** GIVEN PASSAGE **
----------
You’re Probably Asking the Wrong Question
“Should we build or buy?” That’s the question every growing company eventually asks. It’s also the wrong starting point.
The better question: what’s actually costing you money right now?
The average company uses 106 SaaS applications. Not a typo. And roughly half those licenses go completely unused. That’s real money disappearing into auto-renewals nobody audits.
But here’s the flip side. Only 29% of large custom software projects get delivered successfully. Over a third get abandoned entirely.
The graveyard of failed custom builds is enormous.
So neither path is safe. Both can burn cash. The difference is knowing which one burns cash for your specific situation.
When Buying Makes Sense (And When It Doesn’t)
SaaS is the right call more often than most dev shops will admit. If your process follows industry norms, someone’s already built the tool. Invoicing, CRM, project management, HR. These are solved problems.
----------
[Entries from a pointing dataset]
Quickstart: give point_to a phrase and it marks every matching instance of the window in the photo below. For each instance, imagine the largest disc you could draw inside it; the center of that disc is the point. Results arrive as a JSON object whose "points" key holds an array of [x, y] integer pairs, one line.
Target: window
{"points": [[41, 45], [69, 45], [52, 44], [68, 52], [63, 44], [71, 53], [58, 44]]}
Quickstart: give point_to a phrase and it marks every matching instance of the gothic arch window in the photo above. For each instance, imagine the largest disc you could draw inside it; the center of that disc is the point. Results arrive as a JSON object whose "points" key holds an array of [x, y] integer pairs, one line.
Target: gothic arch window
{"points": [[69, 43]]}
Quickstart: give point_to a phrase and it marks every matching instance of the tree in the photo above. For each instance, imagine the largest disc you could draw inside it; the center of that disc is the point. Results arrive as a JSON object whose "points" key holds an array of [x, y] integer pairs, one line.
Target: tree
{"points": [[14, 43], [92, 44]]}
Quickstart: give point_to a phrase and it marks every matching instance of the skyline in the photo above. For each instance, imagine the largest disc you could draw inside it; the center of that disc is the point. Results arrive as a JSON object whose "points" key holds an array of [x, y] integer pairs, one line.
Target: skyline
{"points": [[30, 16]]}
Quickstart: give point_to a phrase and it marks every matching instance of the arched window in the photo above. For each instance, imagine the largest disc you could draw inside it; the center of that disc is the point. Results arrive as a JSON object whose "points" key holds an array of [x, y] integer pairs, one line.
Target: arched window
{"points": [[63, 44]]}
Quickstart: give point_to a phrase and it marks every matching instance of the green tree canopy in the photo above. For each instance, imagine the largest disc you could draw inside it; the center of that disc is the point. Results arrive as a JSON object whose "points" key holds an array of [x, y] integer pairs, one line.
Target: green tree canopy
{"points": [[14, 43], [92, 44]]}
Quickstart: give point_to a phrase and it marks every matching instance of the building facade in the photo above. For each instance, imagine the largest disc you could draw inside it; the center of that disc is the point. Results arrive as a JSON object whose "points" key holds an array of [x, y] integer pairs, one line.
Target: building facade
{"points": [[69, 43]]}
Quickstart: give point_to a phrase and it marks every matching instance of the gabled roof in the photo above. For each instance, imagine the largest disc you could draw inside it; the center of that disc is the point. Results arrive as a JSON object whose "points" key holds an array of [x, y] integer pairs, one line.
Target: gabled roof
----------
** TASKS TO CARRY OUT **
A - Can you update the build-or-buy software passage by writing it out from "The average company" up to and including "auto-renewals nobody audits.", with "licenses" changed to "subscriptions"?
B - Could you carry on the build-or-buy software passage from the point where it stops?
You won't need the items for any of this.

** RESULTS **
A -
The average company uses 106 SaaS applications. Not a typo. And roughly half those subscriptions go completely unused. That’s real money disappearing into auto-renewals nobody audits.

B -
SaaS deploys 40-60% faster than custom alternatives. You’re up and running in days, not months.
The monthly fee feels manageable. For non-differentiating functions, it’s almost always the right move.
The trouble starts around year two.
SaaS pricing rose 11.4% year-over-year in 2025. General inflation? 2.7%. That gap compounds.
The tool that cost you EUR 500/month when you signed up now costs EUR 800, and you’re locked into their roadmap. They ship features their biggest customers want. You’re not their biggest customer.
One of our clients ran their entire operations on seven SaaS tools stitched together with Zapier and a shared Google Sheet. Three people spent roughly 15 hours per week just copying data between systems. That’s not a workflow. That’s a tax on every transaction.
When Custom Software Actually Wins
Custom development makes sense in a surprisingly narrow set of situations. But when it fits, the numbers are hard to argue with. SMBs using custom or heavily customized software grow 2.8x faster than those relying only on off-the-shelf tools.
Your process is your moat
If the way you do things is what makes you competitive, generic software forces you into generic workflows.
A logistics company we worked with had a quoting process that was genuinely unique. Every CRM they tried forced them to strip out the parts that made them good.
They didn’t need a better CRM. They needed their process, encoded in software.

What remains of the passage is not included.